Task details -> All lines from the one with "Output each box" through the close of the records below are to be set down exactly, and no others.

[Collected data]
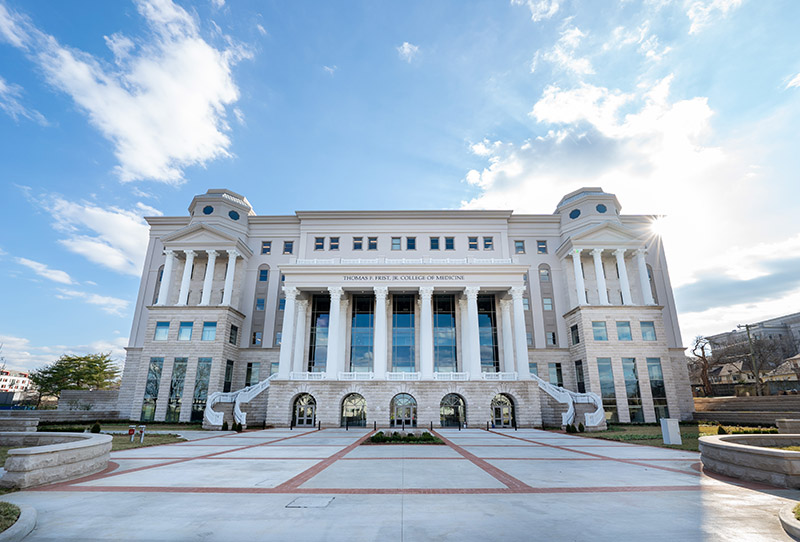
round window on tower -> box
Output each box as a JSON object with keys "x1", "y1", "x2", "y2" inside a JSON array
[
  {"x1": 202, "y1": 205, "x2": 214, "y2": 215},
  {"x1": 596, "y1": 204, "x2": 607, "y2": 213},
  {"x1": 229, "y1": 210, "x2": 240, "y2": 221},
  {"x1": 569, "y1": 209, "x2": 581, "y2": 219}
]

Answer for this exercise ->
Output each box as a JSON object with keys "x1", "y1", "x2", "y2" inside a JSON array
[
  {"x1": 202, "y1": 205, "x2": 214, "y2": 215},
  {"x1": 596, "y1": 204, "x2": 607, "y2": 213},
  {"x1": 229, "y1": 210, "x2": 240, "y2": 221},
  {"x1": 569, "y1": 209, "x2": 581, "y2": 219}
]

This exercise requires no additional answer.